WORK TO BE COMPLETED> Scan the entries that follow and copy out every line containing "batting".

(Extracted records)

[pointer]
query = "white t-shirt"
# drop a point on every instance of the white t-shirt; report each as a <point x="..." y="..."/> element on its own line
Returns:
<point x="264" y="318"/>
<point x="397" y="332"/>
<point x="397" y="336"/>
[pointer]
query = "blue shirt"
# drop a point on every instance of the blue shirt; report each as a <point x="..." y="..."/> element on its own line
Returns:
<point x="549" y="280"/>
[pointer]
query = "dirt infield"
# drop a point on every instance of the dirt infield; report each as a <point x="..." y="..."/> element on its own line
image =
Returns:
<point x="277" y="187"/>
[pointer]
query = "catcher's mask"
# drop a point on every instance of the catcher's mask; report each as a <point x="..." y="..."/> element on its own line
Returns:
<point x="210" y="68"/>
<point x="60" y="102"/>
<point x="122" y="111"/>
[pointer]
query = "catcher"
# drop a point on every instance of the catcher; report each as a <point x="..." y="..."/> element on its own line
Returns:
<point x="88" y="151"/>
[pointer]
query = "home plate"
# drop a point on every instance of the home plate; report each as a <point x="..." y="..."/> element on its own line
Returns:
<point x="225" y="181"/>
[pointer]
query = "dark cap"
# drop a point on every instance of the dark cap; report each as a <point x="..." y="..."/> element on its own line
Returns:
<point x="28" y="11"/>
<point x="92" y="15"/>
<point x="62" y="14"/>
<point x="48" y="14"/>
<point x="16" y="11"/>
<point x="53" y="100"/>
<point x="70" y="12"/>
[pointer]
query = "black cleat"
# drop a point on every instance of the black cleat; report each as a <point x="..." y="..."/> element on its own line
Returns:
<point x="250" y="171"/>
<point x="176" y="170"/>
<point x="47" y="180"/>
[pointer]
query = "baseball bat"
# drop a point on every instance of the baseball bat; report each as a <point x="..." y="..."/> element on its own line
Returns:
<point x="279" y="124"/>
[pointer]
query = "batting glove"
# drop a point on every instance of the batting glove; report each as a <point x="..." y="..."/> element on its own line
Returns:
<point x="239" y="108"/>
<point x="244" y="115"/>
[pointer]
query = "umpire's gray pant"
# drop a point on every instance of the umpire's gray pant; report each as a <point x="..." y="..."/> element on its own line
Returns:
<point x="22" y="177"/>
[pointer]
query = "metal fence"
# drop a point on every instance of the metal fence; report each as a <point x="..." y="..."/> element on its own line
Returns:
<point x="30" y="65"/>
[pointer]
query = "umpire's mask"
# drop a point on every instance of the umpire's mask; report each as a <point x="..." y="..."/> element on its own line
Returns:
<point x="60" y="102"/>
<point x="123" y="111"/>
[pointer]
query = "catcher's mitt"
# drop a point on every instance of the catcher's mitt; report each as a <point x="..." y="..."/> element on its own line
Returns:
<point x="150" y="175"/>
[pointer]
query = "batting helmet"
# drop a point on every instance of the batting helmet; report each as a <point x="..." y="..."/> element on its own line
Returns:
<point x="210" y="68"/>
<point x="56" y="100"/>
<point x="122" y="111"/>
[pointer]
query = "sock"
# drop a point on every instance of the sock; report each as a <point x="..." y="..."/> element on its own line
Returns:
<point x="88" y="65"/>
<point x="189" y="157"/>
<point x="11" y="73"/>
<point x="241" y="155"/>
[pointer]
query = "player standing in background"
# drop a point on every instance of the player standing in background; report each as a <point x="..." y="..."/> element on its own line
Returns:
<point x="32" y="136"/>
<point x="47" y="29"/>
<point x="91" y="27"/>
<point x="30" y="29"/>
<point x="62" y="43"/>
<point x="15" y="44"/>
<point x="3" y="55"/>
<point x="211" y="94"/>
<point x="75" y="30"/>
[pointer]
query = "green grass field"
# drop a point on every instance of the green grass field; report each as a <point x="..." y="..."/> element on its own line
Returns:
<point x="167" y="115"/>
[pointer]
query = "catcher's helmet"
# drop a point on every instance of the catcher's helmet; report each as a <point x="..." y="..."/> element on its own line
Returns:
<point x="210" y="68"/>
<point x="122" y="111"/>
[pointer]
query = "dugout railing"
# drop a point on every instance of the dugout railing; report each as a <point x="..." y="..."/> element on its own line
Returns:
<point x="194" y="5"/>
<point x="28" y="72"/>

EXPECTED OUTPUT>
query = "batting glove"
# drop a point on every instance of the batting glove; report each as a <point x="..." y="..."/> element on its own line
query = "batting helmet"
# drop a point on every instance of the batting helmet; report each as a <point x="..." y="..."/> element on its own line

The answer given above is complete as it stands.